#### Exercise description:
Could you write out the whole Ionia Volcano passage word for word?

#### Text section:
== Segment start ==
Pierce also stated that large fissures would form in the ground, radiating heat outward, and that the bluff was constructed largely of clay with gypsum formations and fossil layers. Joseph Brewer, a local businessman, had excavated a large fossil around this time that he later took on country-wide tours. In 1874, the redirection of the Missouri River left many residents of Ionia in fear that an eruption was likely to follow. This prompted renewed scientific interest in the site, with the predominant theory at the time being that the Ionia Volcano was an actual volcano with a magma chamber deep below the surface. These fears were compounded in 1877, after Nebraska experienced one of the strongest earthquakes in its recorded history; locals believed this was a sign of imminent eruption. In 1878, the Missouri River flooded, collapsing a large section of the Ionia Volcano. This also caused heavy damage to Ionia and resulted in the town being abandoned. Soon after, in 1879, the Ionia Volcano erupted, then entered into a state of dormancy. The New York Times reported that the collapse was partially caused by the Ionia Volcano's chemical reaction heating the banks of the Missouri River, destabilizing it. They further postulated that the eruptions were caused by the mixing of the lime, bi-sulfate, iron and/or coal rock layers. A second flood in 1881 further damaged the bluff, resulting in activity ceasing altogether. In 1882, historian A. T. Andreas reported that the site received little interest following its collapse.
== Segment end ==
Saved data entries
== Segment start ==
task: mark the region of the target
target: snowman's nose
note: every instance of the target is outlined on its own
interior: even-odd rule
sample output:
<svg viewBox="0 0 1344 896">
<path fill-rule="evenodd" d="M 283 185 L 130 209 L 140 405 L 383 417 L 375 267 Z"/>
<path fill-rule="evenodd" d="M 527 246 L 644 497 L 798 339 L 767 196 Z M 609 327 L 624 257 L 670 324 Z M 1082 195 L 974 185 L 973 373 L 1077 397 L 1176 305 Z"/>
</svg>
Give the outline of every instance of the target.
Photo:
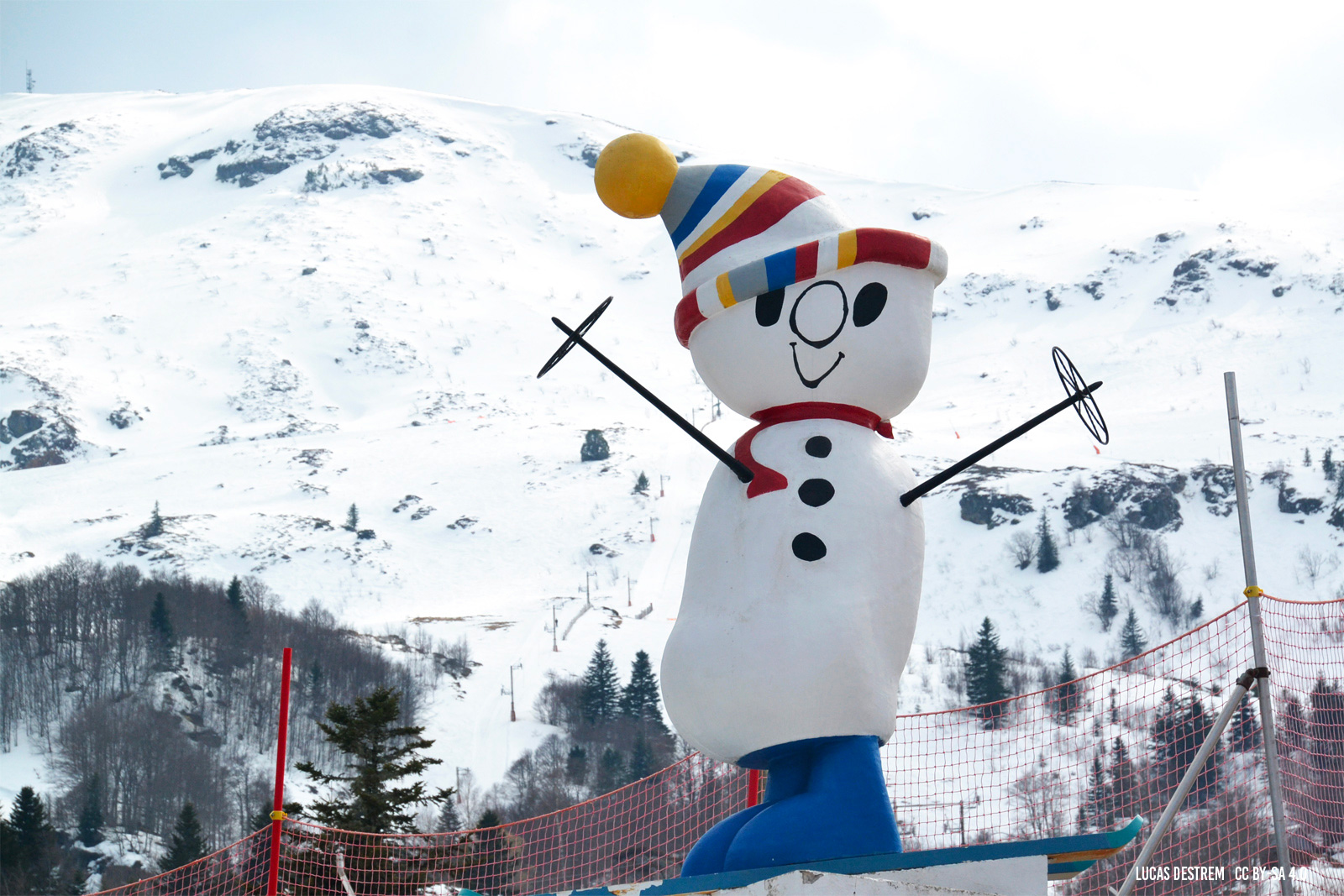
<svg viewBox="0 0 1344 896">
<path fill-rule="evenodd" d="M 849 300 L 833 279 L 824 279 L 802 290 L 789 312 L 789 329 L 812 348 L 825 348 L 844 329 L 849 318 Z"/>
</svg>

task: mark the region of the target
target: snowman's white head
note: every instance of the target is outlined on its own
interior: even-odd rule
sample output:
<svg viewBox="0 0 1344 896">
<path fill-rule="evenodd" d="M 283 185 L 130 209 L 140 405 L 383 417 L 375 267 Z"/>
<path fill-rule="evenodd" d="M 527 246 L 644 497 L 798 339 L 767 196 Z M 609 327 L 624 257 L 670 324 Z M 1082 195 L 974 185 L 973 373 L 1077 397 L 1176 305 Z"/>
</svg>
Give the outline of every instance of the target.
<svg viewBox="0 0 1344 896">
<path fill-rule="evenodd" d="M 657 138 L 612 141 L 598 195 L 626 218 L 661 215 L 681 270 L 677 339 L 739 414 L 855 404 L 891 418 L 929 369 L 937 243 L 853 228 L 820 189 L 746 165 L 679 165 Z"/>
<path fill-rule="evenodd" d="M 929 371 L 934 278 L 864 262 L 723 309 L 691 333 L 706 386 L 743 416 L 853 404 L 890 419 Z"/>
</svg>

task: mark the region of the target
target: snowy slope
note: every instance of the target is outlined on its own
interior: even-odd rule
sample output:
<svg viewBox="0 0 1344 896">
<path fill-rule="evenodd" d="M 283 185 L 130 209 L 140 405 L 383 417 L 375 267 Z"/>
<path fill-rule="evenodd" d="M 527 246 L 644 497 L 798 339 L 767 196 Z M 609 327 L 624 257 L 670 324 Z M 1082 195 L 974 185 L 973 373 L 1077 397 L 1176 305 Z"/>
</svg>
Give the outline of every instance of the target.
<svg viewBox="0 0 1344 896">
<path fill-rule="evenodd" d="M 591 160 L 620 133 L 379 87 L 5 97 L 0 414 L 13 431 L 0 459 L 27 469 L 0 472 L 0 578 L 73 551 L 254 574 L 364 631 L 466 634 L 482 666 L 434 708 L 439 783 L 457 766 L 499 779 L 548 731 L 530 713 L 547 672 L 581 670 L 598 638 L 622 670 L 640 649 L 657 660 L 714 462 L 591 359 L 535 379 L 560 341 L 550 316 L 573 324 L 614 296 L 591 339 L 710 419 L 672 336 L 661 224 L 618 219 L 593 192 Z M 698 161 L 771 164 L 669 142 Z M 1164 537 L 1206 615 L 1231 606 L 1235 514 L 1188 476 L 1228 462 L 1224 369 L 1249 422 L 1262 583 L 1306 599 L 1344 587 L 1318 459 L 1333 441 L 1344 461 L 1344 220 L 1253 218 L 1175 191 L 970 193 L 773 164 L 856 223 L 949 251 L 929 382 L 895 422 L 918 473 L 1058 400 L 1051 345 L 1106 382 L 1109 446 L 1068 415 L 991 459 L 1007 467 L 993 489 L 1050 513 L 1058 571 L 1007 556 L 1035 513 L 986 528 L 962 519 L 965 484 L 925 498 L 914 662 L 969 641 L 985 615 L 1007 646 L 1051 662 L 1066 645 L 1114 656 L 1114 631 L 1081 606 L 1109 536 L 1091 525 L 1066 543 L 1060 508 L 1075 481 L 1124 463 L 1185 474 Z M 727 414 L 706 431 L 727 445 L 746 427 Z M 606 433 L 607 462 L 579 462 L 589 429 Z M 1275 465 L 1325 510 L 1281 513 L 1261 482 Z M 632 494 L 640 472 L 649 497 Z M 145 544 L 136 531 L 156 501 L 167 532 Z M 341 528 L 351 504 L 372 537 Z M 1327 557 L 1314 580 L 1304 549 Z M 589 572 L 594 610 L 581 614 Z M 1121 586 L 1121 599 L 1146 631 L 1168 631 L 1137 592 Z M 501 688 L 517 662 L 511 724 Z M 905 682 L 910 711 L 957 699 L 926 678 Z"/>
</svg>

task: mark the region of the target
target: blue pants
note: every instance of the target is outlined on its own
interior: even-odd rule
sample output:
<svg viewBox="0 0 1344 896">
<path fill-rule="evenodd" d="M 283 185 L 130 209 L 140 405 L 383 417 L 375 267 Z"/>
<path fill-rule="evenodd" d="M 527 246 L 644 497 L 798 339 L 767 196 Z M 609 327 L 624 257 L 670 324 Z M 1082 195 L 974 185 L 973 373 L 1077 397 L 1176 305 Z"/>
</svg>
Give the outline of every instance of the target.
<svg viewBox="0 0 1344 896">
<path fill-rule="evenodd" d="M 681 876 L 899 853 L 900 834 L 874 736 L 813 737 L 738 760 L 766 768 L 765 799 L 711 827 Z"/>
</svg>

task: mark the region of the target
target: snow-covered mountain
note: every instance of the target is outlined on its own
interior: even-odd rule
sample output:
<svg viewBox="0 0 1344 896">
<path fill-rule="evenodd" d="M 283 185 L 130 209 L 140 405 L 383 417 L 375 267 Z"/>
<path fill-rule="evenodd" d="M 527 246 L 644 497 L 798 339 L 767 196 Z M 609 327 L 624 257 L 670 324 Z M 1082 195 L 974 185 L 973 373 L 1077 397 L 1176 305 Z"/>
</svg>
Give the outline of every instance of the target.
<svg viewBox="0 0 1344 896">
<path fill-rule="evenodd" d="M 380 87 L 5 97 L 0 578 L 78 552 L 257 575 L 375 634 L 465 634 L 482 666 L 427 720 L 435 783 L 460 766 L 499 779 L 550 731 L 530 712 L 548 672 L 579 672 L 598 638 L 622 669 L 640 649 L 657 661 L 714 463 L 581 353 L 538 380 L 562 340 L 550 317 L 614 296 L 594 343 L 720 445 L 749 426 L 711 422 L 673 337 L 661 223 L 593 191 L 624 130 Z M 1052 345 L 1106 383 L 1109 445 L 1062 415 L 923 498 L 913 664 L 986 615 L 1048 662 L 1066 646 L 1090 665 L 1117 656 L 1087 609 L 1111 568 L 1105 519 L 1163 537 L 1187 604 L 1241 599 L 1226 369 L 1262 584 L 1344 591 L 1344 510 L 1321 463 L 1333 445 L 1344 465 L 1344 215 L 1062 183 L 973 193 L 668 142 L 773 164 L 860 226 L 948 249 L 929 380 L 895 420 L 917 473 L 1056 402 Z M 591 429 L 606 461 L 579 459 Z M 146 539 L 156 502 L 164 532 Z M 1011 544 L 1042 510 L 1062 555 L 1046 575 Z M 1184 626 L 1118 584 L 1150 638 Z M 952 678 L 910 674 L 902 700 L 950 705 Z M 40 755 L 17 756 L 0 797 L 39 774 Z"/>
</svg>

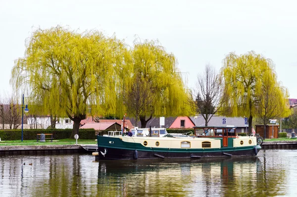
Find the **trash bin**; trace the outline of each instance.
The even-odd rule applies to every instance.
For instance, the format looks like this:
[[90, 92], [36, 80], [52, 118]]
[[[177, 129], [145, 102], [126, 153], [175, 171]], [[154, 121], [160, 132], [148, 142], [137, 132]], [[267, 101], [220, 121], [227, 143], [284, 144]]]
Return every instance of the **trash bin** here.
[[296, 138], [296, 135], [295, 135], [295, 132], [292, 132], [292, 133], [291, 133], [291, 134], [292, 135], [291, 136], [291, 138]]
[[44, 134], [40, 134], [40, 142], [46, 142], [46, 135]]

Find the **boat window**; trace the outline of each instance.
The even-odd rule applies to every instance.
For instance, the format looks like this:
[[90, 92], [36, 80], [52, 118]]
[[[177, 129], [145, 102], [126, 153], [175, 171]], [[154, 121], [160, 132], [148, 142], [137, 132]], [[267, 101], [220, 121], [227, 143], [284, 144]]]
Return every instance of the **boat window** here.
[[214, 131], [213, 129], [208, 129], [205, 130], [205, 136], [214, 136]]
[[181, 120], [181, 127], [185, 127], [185, 120]]
[[216, 135], [217, 136], [223, 135], [223, 130], [222, 129], [217, 129], [216, 130]]
[[166, 132], [165, 129], [161, 129], [160, 130], [160, 134], [167, 134], [167, 133]]
[[202, 148], [211, 148], [211, 143], [210, 142], [202, 142]]
[[191, 148], [191, 142], [187, 141], [181, 142], [181, 148]]

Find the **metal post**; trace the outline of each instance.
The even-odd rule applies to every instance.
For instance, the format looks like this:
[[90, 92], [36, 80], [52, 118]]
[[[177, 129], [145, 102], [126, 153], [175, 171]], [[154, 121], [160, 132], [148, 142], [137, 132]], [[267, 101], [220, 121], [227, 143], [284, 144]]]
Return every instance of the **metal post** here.
[[22, 104], [22, 142], [23, 142], [23, 124], [24, 122], [24, 94], [23, 94], [23, 103]]

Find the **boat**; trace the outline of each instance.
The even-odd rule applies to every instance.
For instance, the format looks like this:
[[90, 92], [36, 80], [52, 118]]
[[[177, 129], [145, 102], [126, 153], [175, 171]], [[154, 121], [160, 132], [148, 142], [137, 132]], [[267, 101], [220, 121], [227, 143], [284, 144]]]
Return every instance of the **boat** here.
[[194, 127], [195, 135], [178, 137], [97, 136], [99, 159], [199, 158], [255, 156], [256, 138], [238, 136], [235, 127]]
== Segment end ==
#### Response box:
Pierce also stated that large fissures would form in the ground, radiating heat outward, and that the bluff was constructed largely of clay with gypsum formations and fossil layers. Joseph Brewer, a local businessman, had excavated a large fossil around this time that he later took on country-wide tours. In 1874, the redirection of the Missouri River left many residents of Ionia in fear that an eruption was likely to follow. This prompted renewed scientific interest in the site, with the predominant theory at the time being that the Ionia Volcano was an actual volcano with a magma chamber deep below the surface. These fears were compounded in 1877, after Nebraska experienced one of the strongest earthquakes in its recorded history; locals believed this was a sign of imminent eruption. In 1878, the Missouri River flooded, collapsing a large section of the Ionia Volcano. This also caused heavy damage to Ionia and resulted in the town being abandoned. Soon after, in 1879, the Ionia Volcano erupted, then entered into a state of dormancy. The New York Times reported that the collapse was partially caused by the Ionia Volcano's chemical reaction heating the banks of the Missouri River, destabilizing it. They further postulated that the eruptions were caused by the mixing of the lime, bi-sulfate, iron and/or coal rock layers. A second flood in 1881 further damaged the bluff, resulting in activity ceasing altogether. In 1882, historian A. T. Andreas reported that the site received little interest following its collapse.